The task: Copy out every line of the rows below verbatim, leaving out the pictures.

Data provided:
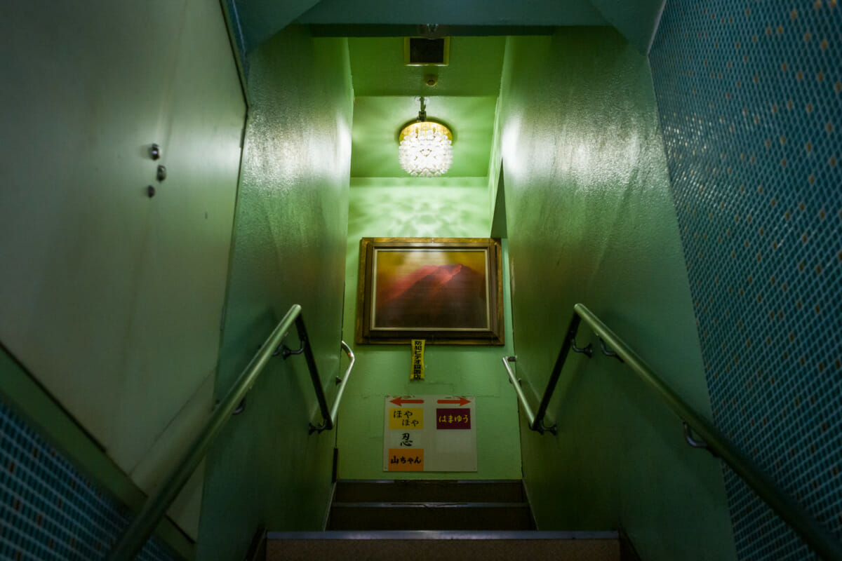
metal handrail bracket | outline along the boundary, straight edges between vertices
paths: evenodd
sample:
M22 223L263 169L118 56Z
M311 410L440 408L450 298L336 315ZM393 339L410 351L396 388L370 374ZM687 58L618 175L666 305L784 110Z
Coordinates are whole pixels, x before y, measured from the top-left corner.
M558 358L556 360L552 373L550 375L550 380L541 398L538 412L535 415L532 415L529 406L525 405L525 397L519 389L519 384L514 382L514 374L509 368L508 363L506 363L509 357L504 357L504 363L506 363L506 370L509 372L509 378L515 384L518 398L525 405L524 410L530 421L530 429L538 432L544 432L541 423L543 415L546 413L546 406L552 397L552 392L555 389L556 383L558 381L562 368L564 366L564 361L570 352L573 337L576 336L580 320L584 320L600 340L604 341L613 349L613 352L606 352L605 345L603 345L603 353L609 357L616 355L617 358L620 358L632 368L650 389L653 390L663 400L669 409L679 416L684 423L687 442L691 446L706 449L715 457L722 458L722 461L727 463L731 469L743 478L754 490L758 496L763 499L778 516L789 524L802 539L813 548L822 558L827 561L842 561L842 544L836 540L835 537L827 528L810 516L769 475L764 473L751 459L743 455L710 421L698 414L687 402L658 378L653 372L652 368L622 339L609 329L584 304L577 304L573 306L573 311L570 325L568 328L564 341L562 343L562 349L558 353ZM693 438L691 431L697 434L701 440L698 441Z
M336 414L338 410L339 399L344 390L345 384L354 366L354 353L350 348L342 341L342 348L349 355L351 363L345 372L345 377L342 386L337 393L337 400L333 404L333 410L328 410L328 403L324 396L324 390L319 378L318 371L316 368L316 359L313 357L312 349L310 347L310 341L307 339L306 330L304 326L304 320L301 317L301 307L293 304L284 318L278 323L271 335L264 341L257 353L252 358L248 365L237 378L232 386L231 390L225 398L217 405L210 414L210 418L205 425L204 429L199 437L193 442L193 445L184 455L181 463L171 473L158 489L147 500L143 508L135 516L135 519L129 525L120 541L112 548L109 554L109 561L125 561L131 559L143 548L143 544L152 534L158 522L164 516L167 509L178 496L184 488L193 472L199 466L205 456L207 454L216 436L221 431L226 423L231 420L232 415L242 410L245 406L244 400L246 394L254 385L255 381L266 364L278 353L276 350L285 339L293 324L298 331L298 336L301 341L303 354L306 359L307 369L310 372L310 378L316 389L316 396L319 402L319 408L324 417L324 423L321 426L313 427L311 424L311 433L313 431L321 432L326 429L331 429L336 424ZM295 354L295 353L293 353Z

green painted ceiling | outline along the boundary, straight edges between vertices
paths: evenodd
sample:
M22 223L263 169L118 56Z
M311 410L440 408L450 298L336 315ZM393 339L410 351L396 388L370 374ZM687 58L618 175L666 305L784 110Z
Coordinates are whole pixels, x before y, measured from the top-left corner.
M397 161L397 133L417 117L422 95L428 118L453 131L446 177L488 176L504 47L505 37L453 37L449 66L423 68L404 66L402 37L349 39L355 96L351 177L408 177ZM428 73L437 74L437 85L424 82Z

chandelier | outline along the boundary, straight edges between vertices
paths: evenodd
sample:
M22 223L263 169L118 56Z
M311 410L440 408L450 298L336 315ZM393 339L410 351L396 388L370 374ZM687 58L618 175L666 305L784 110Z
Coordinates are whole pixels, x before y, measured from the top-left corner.
M427 120L424 98L421 98L420 101L418 120L401 130L397 153L401 167L407 173L432 177L450 169L453 135L441 123Z

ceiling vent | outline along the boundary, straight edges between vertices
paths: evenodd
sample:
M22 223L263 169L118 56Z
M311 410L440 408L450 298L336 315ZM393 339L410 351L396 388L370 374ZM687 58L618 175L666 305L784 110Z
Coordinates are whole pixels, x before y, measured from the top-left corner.
M403 40L403 61L408 66L446 66L450 58L450 37L407 37Z

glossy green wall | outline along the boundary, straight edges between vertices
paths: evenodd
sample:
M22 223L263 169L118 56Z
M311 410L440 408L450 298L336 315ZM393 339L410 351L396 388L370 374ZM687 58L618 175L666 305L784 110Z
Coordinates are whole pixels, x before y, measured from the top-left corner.
M322 380L339 373L352 91L345 40L291 27L249 59L249 98L217 396L293 304ZM297 344L290 336L290 347ZM245 554L260 525L318 530L335 433L317 421L304 357L274 359L207 459L200 559Z
M394 157L397 157L397 146ZM504 310L505 346L430 345L424 354L424 381L409 381L408 345L354 345L360 238L488 237L491 216L485 177L429 182L429 187L417 187L391 177L352 180L343 336L354 348L357 363L339 409L339 477L520 479L517 401L500 363L500 357L510 354L512 348L508 305ZM504 245L504 272L506 256ZM504 296L508 289L507 280ZM477 471L384 472L383 397L389 394L476 395Z
M647 59L607 28L511 38L499 122L528 393L536 402L582 302L710 417ZM599 348L586 327L577 341ZM541 529L622 527L647 560L734 558L719 462L623 364L573 354L549 413L556 437L521 421Z

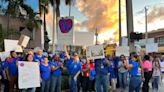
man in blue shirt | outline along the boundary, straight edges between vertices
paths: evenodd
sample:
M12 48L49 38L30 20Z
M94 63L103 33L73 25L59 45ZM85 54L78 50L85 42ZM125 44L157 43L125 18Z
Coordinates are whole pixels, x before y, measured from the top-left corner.
M109 62L107 59L95 60L97 92L108 92L108 80L109 80L108 69L109 69ZM103 91L101 87L103 87Z

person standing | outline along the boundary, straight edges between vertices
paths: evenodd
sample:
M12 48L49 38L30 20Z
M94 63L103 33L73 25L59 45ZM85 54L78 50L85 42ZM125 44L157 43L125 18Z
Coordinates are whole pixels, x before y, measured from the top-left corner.
M109 62L107 59L95 59L96 70L96 91L108 92L108 67ZM103 88L103 91L102 91Z
M63 64L59 62L59 57L56 55L51 63L51 88L50 92L61 92L61 80L62 80L62 68Z
M51 66L48 62L48 57L44 57L43 62L40 64L41 92L50 91Z
M150 62L149 55L144 56L143 62L143 69L144 69L144 83L142 87L143 92L149 92L149 81L152 77L152 64Z
M77 81L82 71L82 65L79 61L77 53L74 53L73 62L69 65L70 77L71 77L71 88L70 92L78 92Z
M128 74L128 70L125 67L125 56L121 55L120 61L118 63L118 77L119 77L120 89L122 91L126 89L127 74Z
M126 59L126 68L130 70L130 83L129 83L129 92L140 92L143 75L143 66L141 59L138 55L132 56L132 61L129 64L128 59Z
M159 83L160 83L160 60L157 56L153 60L153 91L159 92Z

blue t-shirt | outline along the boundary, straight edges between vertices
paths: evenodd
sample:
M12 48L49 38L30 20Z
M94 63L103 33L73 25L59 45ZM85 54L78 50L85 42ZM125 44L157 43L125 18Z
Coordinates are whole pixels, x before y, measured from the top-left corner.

Answer to this exercise:
metal handrail bracket | outline along the boundary, straight edges between vertices
paths: evenodd
sample:
M22 223L263 169L118 56Z
M311 410L440 408L450 298L336 315ZM393 339L410 351L396 388L370 374ZM687 58L618 175L666 305L784 110Z
Coordinates are whole pixels, x before y, measured from the top-left corner.
M558 358L556 360L552 373L550 375L550 380L541 398L538 412L535 415L532 415L529 406L525 405L525 397L519 389L519 384L514 382L514 374L509 368L508 363L506 363L509 357L504 357L504 363L506 363L506 370L509 372L509 378L515 384L518 398L525 405L524 410L530 421L530 429L538 432L544 432L541 423L543 415L546 413L546 406L552 397L552 392L555 389L556 383L558 381L562 368L564 366L564 361L570 352L573 337L576 336L580 320L584 320L600 340L604 341L613 349L613 352L606 352L605 345L603 345L603 353L609 357L616 355L617 358L620 358L632 368L650 389L653 390L663 400L669 409L679 416L684 423L687 442L691 446L706 449L715 457L722 458L722 461L727 463L731 469L743 478L754 490L758 496L763 499L778 516L789 524L802 539L813 548L822 558L827 561L842 561L842 544L836 540L835 537L827 528L810 516L769 475L764 473L751 459L743 455L710 421L698 414L687 402L658 378L653 372L652 368L622 339L609 329L584 304L577 304L573 306L573 311L570 325L568 328L564 341L562 343L562 349L558 353ZM693 438L691 431L697 434L701 440L698 441Z
M336 414L338 410L339 399L344 390L345 384L354 366L354 353L350 348L342 341L342 348L349 355L351 363L345 372L345 377L342 386L337 393L337 400L333 404L333 410L328 410L328 403L324 396L324 390L319 378L318 371L316 368L316 359L313 357L312 349L310 347L310 341L307 339L306 330L304 326L304 320L301 317L301 307L293 304L284 318L278 323L271 335L264 341L257 353L252 358L248 365L237 378L232 386L231 390L225 398L217 405L210 414L210 418L205 425L204 429L199 437L193 442L193 445L184 455L181 463L171 473L158 489L147 500L143 508L135 516L135 519L129 525L120 541L112 548L109 554L109 561L125 561L131 559L143 548L143 544L152 534L158 522L164 516L167 509L178 496L184 488L193 472L199 466L205 456L207 454L216 436L221 431L226 423L231 420L232 415L242 410L245 406L244 400L246 394L254 385L255 381L266 364L278 353L276 350L285 339L293 324L298 331L298 336L301 341L303 354L306 359L307 369L310 372L310 378L316 389L316 396L319 402L319 408L324 417L324 423L321 426L313 427L311 424L311 433L313 431L321 432L326 429L331 429L336 424ZM295 354L295 353L293 353Z

green painted ceiling | outline along the boundary, straight edges between vertices
paths: evenodd
sample:
M22 223L263 169L118 56Z
M311 410L440 408L450 298L336 315ZM393 339L410 351L396 388L370 374ZM687 58L618 175L666 305L784 110Z
Coordinates are whole pixels, x before y, measured from the top-left corner.
M397 161L397 133L417 117L422 95L428 118L453 131L446 177L488 176L504 47L505 37L453 37L449 66L423 68L404 66L402 37L349 39L355 96L351 177L408 177ZM428 73L437 74L437 85L424 82Z

chandelier | outline along the boundary, straight edges between vertices
paths: evenodd
sample:
M22 223L263 169L118 56Z
M311 410L440 408L450 298L336 315ZM393 339L410 351L396 388L370 374ZM687 58L618 175L666 305L784 110Z
Coordinates are whole pixels, x before y, measured from the top-left corner.
M427 120L424 98L421 98L420 101L418 120L401 130L397 153L401 167L407 173L432 177L450 169L453 135L441 123Z

ceiling vent | outline along the boundary, straight edges between vertices
paths: evenodd
sample:
M22 223L263 169L118 56Z
M311 410L440 408L450 298L336 315ZM393 339L410 351L396 388L370 374ZM687 58L618 175L666 305L784 110Z
Coordinates are whole pixels, x before y, measured from the top-left corner.
M403 40L403 61L408 66L446 66L450 58L450 37L407 37Z

glossy green wall | outline along the boundary, straight edges between vertices
paths: evenodd
sample:
M22 223L263 169L118 56Z
M311 410L440 408L450 298L336 315ZM393 339L410 351L396 388L370 374ZM687 58L618 175L666 305L784 110Z
Coordinates are whole pixels, x before y, measured from the top-left corner.
M322 380L339 373L352 91L345 40L291 27L249 59L249 98L217 396L293 304ZM297 344L290 336L290 347ZM245 554L260 525L318 530L335 433L317 421L304 357L274 359L207 459L200 559Z
M394 157L397 157L397 146ZM504 310L505 346L430 345L424 354L424 381L409 381L408 345L354 345L360 238L488 237L491 216L485 177L429 182L429 187L417 187L391 177L352 180L343 336L354 348L357 363L339 409L339 477L520 479L517 401L500 363L500 357L510 354L512 348L508 305ZM504 245L504 272L506 256ZM504 296L508 289L507 280ZM477 471L384 472L383 397L389 394L476 395Z
M647 59L607 28L511 38L499 122L528 393L536 402L582 302L710 417ZM599 348L586 327L577 341ZM541 529L622 527L647 560L734 558L719 462L623 364L573 354L549 413L556 437L521 421Z

man in blue shirt | outline along the boundary, straight edges between vertices
paths: evenodd
sample:
M12 48L49 38L30 20Z
M94 63L103 33L73 25L59 45ZM85 54L78 50L85 42ZM125 44L157 43L125 18Z
Coordinates are whole pixels, x before y, measured from the top-left corner.
M109 62L107 59L95 60L97 92L108 92L108 80L109 80L108 69L109 69ZM103 91L101 87L103 87Z

person standing | outline along the boundary, straight edges between vertices
paths: evenodd
sample:
M12 48L49 38L30 20Z
M94 63L103 33L73 25L59 45ZM85 54L78 50L85 42ZM125 44L157 43L125 18Z
Coordinates are whole pixels, x before y, measured from the top-left corner.
M109 62L107 59L95 59L96 70L96 91L108 92L108 67ZM103 88L103 91L102 91Z
M63 64L59 62L59 57L56 55L51 63L51 88L50 92L61 92L61 80L62 80L62 68Z
M51 66L48 62L48 57L44 57L43 62L40 64L41 92L50 91Z
M150 62L149 55L144 56L143 62L143 69L144 69L144 83L142 87L143 92L149 92L149 81L152 77L152 64Z
M77 81L82 71L82 65L79 61L77 53L74 53L73 62L69 65L70 77L71 77L71 88L70 92L78 92Z
M128 74L128 70L125 67L125 56L121 55L120 61L118 63L118 77L119 77L120 89L122 91L126 89L127 74Z
M126 59L126 68L130 70L130 83L129 83L129 92L140 92L143 75L143 66L141 59L138 55L132 56L132 61L129 64L128 59Z
M159 83L160 83L160 60L157 56L153 60L153 91L159 92Z

blue t-shirt | outline along the boundary, straight edges between vertices
paths: evenodd
sample:
M12 48L49 38L30 20Z
M94 63L103 33L73 25L59 45ZM85 54L78 50L85 42ZM125 44L157 43L125 18Z
Coordinates are whole pixels, x before y, measured from the top-left corner.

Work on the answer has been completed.